## Условия заданий
A - Что, согласно отрывку о сексуальности и власти, сексология извлекает по праву соседства с биологией?
B - Продолжите отрывок о сексуальности и власти, начав сразу после его последних слов.

## Отрывок текста
================

Через него сексология на уровне воображаемого
соединяется с биологией, ничего у этой
последней не заимствуя, кроме нескольких
туманных аналогий и наскоро пересаженных
понятий, зато извлекая по праву соседства
гарантию собственной "квазинаучности".
В этот самый момент происходит переворачивание
действительного отношения, и теперь уже
сексуальность, как в кривом зеркале, предстает
проявлением пола. В результате сексуальность
становится не одним из механизмов власти-знания,
а тем, что власть стремится поработить
(т.е. вновь появляется возможность мыслить
власть в категориях закона и запрета).
- Фуко радикально отказывается
от этого подхода. Бессмысленно привязывать
историю сексуальности к "истине"

================

## Собранные записи
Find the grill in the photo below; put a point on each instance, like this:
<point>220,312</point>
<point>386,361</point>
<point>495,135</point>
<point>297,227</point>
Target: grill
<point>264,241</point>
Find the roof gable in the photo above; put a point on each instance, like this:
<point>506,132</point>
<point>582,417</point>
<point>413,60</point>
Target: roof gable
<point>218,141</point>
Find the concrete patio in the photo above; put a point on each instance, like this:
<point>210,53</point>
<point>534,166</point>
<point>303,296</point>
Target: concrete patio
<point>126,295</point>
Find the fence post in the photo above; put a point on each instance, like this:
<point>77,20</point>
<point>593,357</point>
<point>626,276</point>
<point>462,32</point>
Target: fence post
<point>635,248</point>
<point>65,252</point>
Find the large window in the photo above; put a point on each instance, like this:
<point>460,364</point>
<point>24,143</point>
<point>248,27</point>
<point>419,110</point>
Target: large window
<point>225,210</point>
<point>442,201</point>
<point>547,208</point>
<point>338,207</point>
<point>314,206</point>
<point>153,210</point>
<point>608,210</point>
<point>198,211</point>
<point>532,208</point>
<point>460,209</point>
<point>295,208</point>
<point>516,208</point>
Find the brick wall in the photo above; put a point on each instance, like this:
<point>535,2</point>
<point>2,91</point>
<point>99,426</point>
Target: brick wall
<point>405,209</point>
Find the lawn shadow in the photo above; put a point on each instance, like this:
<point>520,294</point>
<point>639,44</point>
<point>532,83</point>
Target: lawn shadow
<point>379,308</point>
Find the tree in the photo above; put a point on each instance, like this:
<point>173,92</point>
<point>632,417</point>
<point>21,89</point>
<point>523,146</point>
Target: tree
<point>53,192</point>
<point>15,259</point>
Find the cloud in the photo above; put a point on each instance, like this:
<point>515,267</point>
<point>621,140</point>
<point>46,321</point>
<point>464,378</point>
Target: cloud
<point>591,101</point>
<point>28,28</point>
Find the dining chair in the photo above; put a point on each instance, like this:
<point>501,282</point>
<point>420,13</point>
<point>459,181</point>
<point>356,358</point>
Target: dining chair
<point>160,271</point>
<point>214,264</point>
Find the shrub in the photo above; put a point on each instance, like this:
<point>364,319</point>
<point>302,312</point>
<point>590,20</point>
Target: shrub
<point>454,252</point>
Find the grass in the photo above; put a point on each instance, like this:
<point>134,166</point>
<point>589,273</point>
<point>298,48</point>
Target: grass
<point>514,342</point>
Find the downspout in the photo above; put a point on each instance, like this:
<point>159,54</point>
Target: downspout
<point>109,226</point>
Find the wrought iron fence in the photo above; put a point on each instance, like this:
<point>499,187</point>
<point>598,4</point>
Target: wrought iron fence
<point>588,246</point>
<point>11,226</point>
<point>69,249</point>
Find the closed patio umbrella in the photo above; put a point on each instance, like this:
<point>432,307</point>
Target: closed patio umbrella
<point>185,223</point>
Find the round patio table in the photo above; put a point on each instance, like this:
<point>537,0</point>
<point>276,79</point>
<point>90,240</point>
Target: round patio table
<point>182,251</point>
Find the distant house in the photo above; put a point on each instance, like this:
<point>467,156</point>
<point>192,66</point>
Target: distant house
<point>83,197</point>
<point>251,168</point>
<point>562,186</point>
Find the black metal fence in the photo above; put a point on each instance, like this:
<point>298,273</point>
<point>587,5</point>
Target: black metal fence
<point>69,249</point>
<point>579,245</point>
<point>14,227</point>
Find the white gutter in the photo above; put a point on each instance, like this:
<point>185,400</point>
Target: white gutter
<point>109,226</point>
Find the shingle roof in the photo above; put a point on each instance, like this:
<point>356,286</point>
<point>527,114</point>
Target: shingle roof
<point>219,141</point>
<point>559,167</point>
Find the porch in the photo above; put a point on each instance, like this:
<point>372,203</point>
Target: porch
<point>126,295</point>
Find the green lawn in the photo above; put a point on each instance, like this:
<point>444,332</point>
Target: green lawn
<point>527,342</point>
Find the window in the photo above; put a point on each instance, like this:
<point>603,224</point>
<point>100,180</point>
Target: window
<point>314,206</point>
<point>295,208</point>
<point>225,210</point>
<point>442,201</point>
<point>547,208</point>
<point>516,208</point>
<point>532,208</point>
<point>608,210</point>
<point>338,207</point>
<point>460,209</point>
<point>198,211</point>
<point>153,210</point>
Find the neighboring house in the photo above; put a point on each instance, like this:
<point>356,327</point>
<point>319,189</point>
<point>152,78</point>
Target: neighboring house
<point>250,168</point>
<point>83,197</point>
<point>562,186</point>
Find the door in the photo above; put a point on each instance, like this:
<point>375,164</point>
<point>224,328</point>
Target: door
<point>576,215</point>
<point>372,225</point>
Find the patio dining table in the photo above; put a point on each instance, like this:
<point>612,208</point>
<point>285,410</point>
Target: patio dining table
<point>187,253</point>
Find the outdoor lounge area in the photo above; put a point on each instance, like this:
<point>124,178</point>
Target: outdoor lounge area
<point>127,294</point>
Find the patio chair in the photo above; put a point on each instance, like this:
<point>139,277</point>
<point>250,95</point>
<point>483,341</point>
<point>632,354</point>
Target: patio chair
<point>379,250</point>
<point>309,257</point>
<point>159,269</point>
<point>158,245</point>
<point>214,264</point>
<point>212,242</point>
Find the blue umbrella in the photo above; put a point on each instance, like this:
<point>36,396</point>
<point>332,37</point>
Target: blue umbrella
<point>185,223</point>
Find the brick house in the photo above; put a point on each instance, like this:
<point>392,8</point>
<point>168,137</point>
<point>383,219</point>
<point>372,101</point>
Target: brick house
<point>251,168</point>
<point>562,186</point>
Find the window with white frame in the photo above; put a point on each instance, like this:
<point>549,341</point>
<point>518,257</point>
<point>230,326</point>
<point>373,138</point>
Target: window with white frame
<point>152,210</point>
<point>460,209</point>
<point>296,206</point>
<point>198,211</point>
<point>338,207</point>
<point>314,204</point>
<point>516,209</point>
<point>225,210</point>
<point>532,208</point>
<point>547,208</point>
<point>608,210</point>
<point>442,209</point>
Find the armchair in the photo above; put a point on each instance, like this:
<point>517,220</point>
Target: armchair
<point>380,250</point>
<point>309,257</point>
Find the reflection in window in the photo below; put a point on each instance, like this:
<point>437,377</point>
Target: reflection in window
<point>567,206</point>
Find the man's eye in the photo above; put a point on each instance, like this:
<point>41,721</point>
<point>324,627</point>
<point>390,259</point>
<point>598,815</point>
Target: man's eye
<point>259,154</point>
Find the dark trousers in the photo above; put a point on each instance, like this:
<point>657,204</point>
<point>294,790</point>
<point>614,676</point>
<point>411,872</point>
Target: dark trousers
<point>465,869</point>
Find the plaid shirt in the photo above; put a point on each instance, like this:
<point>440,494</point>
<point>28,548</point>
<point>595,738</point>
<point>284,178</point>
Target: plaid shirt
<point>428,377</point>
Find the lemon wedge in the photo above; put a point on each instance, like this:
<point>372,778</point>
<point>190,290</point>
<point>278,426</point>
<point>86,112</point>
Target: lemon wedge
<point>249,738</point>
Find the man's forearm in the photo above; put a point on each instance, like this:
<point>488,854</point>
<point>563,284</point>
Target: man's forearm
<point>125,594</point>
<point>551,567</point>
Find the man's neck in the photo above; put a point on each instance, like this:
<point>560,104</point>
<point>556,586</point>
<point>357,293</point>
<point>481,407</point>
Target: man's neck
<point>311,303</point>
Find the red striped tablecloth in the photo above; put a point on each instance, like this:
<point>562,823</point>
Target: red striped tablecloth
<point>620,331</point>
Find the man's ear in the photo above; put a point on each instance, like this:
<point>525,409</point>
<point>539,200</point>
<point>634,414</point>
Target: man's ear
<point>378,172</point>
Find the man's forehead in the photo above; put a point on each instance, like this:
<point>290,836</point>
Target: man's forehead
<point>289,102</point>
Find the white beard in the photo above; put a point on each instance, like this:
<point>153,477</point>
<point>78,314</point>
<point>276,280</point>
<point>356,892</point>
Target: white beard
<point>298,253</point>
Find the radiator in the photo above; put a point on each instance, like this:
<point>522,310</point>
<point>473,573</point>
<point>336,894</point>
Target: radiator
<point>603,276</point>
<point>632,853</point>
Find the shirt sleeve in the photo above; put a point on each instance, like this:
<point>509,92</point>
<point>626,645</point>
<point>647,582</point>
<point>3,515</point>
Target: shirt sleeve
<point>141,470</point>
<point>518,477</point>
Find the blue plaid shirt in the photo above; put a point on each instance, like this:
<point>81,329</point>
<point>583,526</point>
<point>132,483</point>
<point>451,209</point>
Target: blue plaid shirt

================

## Ответы по заданиям
A - Гарантию собственной «квазинаучности».

B -
пола, помещая пол в реальность, а сексуальность
-- в область туманных иллюзий. Вместо этого
следует показать, в какой исторической
зависимости от сексуальности находится
сам пол. Ведь именно сексуальность вызвала
к жизни понятие пола как спекулятивный
элемент, необходимый для ее функционирования:
хотя бы поэтому не стоит полагать, что,
говоря полу "да", тем самым говорят
"нет" власти.
- Итак, по своей природе
сексуальность отнюдь не чужда власти,
более того, она обладает в этом отношении
"максимальной инструментальностью", через нее проходит густая сеть властных отношений между мужчинами и женщинами, старшими и младшими, администрацией и населением. Именно из-за ее дисперсности в обществе, делающей ее проявления максимально эффективными и незаметными "невооруженным глазом" одновременно, сексуальность ускользает от любой единой матрицы понимания.
- Взлет сексуальности связан
с новым, "дисциплинарным" типом власти.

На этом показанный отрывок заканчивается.